- _INSTRUCTIONS TO FOLLOW_:
Write out exactly the lines of the entries below from the one holding "Could you spot the white lamp" to the one holding "Could you spot the hardwood", inclusive, and leave out all other lines.

(Records from a dataset)

——

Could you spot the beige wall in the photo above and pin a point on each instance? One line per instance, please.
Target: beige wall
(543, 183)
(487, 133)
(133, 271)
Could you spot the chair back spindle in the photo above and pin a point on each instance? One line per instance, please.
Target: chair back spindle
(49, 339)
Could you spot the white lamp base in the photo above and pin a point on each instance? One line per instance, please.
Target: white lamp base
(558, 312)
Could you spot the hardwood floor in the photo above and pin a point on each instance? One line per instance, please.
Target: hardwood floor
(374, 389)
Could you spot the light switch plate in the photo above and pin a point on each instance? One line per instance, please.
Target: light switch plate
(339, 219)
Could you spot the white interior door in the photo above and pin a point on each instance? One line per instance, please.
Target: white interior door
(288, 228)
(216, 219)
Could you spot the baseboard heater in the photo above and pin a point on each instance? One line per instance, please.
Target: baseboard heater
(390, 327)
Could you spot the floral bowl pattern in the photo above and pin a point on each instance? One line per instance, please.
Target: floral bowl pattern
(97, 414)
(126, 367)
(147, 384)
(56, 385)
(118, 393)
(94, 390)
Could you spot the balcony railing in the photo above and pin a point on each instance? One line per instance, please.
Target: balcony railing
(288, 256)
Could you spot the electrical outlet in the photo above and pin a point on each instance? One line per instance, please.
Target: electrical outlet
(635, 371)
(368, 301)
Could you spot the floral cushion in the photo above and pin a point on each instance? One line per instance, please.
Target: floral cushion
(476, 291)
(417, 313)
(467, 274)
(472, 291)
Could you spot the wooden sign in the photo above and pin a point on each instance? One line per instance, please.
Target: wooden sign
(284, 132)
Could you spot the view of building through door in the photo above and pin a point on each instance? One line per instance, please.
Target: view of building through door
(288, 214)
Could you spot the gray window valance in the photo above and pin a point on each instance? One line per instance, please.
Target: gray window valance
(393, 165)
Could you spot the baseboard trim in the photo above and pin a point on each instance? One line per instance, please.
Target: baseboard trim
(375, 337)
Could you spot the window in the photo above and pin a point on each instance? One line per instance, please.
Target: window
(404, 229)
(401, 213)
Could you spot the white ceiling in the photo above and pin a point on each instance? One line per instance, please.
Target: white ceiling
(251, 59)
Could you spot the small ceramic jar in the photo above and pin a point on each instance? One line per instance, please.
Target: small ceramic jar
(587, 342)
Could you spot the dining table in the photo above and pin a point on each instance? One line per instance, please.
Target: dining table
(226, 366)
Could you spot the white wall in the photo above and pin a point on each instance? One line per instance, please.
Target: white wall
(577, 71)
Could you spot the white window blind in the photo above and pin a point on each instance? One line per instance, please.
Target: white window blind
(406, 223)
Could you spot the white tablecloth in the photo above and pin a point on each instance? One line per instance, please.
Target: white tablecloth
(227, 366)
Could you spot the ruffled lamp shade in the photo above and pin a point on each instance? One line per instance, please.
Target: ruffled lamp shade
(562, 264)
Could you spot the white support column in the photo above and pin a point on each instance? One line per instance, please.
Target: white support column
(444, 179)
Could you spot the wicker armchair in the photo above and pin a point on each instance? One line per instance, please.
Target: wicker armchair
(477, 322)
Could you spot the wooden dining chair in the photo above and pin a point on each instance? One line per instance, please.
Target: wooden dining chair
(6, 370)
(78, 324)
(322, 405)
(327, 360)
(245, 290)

——

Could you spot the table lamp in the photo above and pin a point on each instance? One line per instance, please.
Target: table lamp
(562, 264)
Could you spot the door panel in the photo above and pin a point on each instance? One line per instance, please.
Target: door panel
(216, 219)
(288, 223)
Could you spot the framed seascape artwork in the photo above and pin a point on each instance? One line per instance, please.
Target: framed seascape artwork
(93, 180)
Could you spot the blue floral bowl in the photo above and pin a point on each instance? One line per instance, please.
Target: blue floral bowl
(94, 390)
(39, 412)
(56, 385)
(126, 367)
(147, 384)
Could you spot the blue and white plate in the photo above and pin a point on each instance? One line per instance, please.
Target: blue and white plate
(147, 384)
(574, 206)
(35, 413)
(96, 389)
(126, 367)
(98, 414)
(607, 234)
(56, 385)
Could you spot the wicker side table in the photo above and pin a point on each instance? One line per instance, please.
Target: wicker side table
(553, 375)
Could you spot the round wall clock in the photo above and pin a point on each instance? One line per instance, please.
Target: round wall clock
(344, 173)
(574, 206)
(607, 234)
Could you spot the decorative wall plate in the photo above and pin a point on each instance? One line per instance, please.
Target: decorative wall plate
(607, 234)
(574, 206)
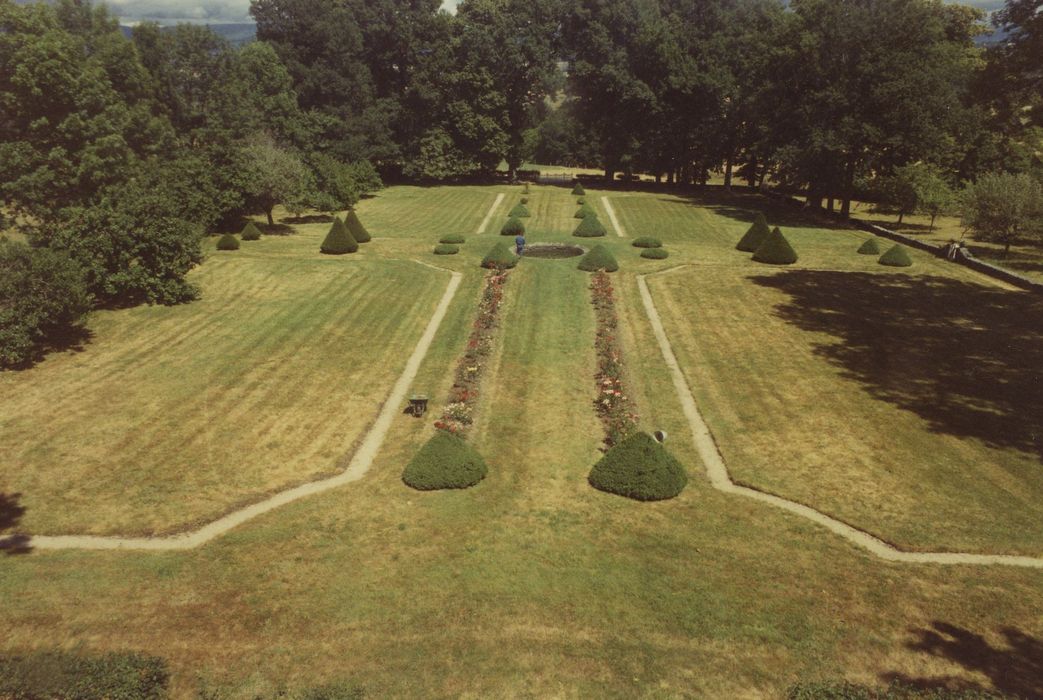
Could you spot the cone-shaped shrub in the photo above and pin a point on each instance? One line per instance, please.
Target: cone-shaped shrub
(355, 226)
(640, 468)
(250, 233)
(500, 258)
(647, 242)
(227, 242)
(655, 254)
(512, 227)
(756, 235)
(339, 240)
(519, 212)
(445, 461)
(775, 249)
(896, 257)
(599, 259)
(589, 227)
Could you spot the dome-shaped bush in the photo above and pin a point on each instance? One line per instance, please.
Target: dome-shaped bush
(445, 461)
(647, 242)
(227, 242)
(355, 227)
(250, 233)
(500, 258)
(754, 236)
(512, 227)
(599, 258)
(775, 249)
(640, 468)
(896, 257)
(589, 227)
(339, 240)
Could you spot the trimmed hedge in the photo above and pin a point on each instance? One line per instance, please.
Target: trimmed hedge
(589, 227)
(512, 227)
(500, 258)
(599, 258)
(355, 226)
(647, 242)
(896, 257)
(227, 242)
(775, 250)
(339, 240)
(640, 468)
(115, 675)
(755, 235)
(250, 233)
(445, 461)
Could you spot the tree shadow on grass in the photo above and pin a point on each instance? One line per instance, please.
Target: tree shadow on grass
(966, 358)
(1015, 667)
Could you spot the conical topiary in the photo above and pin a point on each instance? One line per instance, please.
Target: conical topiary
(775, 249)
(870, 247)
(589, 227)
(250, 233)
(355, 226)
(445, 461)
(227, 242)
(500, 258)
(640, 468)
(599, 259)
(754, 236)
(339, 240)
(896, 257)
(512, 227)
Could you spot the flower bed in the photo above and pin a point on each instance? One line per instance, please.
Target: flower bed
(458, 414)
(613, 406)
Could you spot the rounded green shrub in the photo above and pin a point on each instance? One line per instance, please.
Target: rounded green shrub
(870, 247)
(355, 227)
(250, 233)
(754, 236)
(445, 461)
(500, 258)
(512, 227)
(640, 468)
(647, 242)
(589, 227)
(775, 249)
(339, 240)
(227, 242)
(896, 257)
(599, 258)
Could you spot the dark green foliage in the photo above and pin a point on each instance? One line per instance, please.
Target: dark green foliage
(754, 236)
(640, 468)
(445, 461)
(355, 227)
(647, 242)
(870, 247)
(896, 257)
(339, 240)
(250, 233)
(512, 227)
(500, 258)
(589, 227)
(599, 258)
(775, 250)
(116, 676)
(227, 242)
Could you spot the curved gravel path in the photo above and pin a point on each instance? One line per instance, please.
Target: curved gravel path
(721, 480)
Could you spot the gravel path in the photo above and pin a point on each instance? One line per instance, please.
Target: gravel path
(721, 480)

——

- _PROBLEM SOLUTION_:
Could you spot the white lamp base in the photo above and pin a point on each instance? One line per instance, please.
Target: white lamp base
(558, 312)
Could you spot the hardwood floor in the photo above and pin a point on each instance? One line per instance, please.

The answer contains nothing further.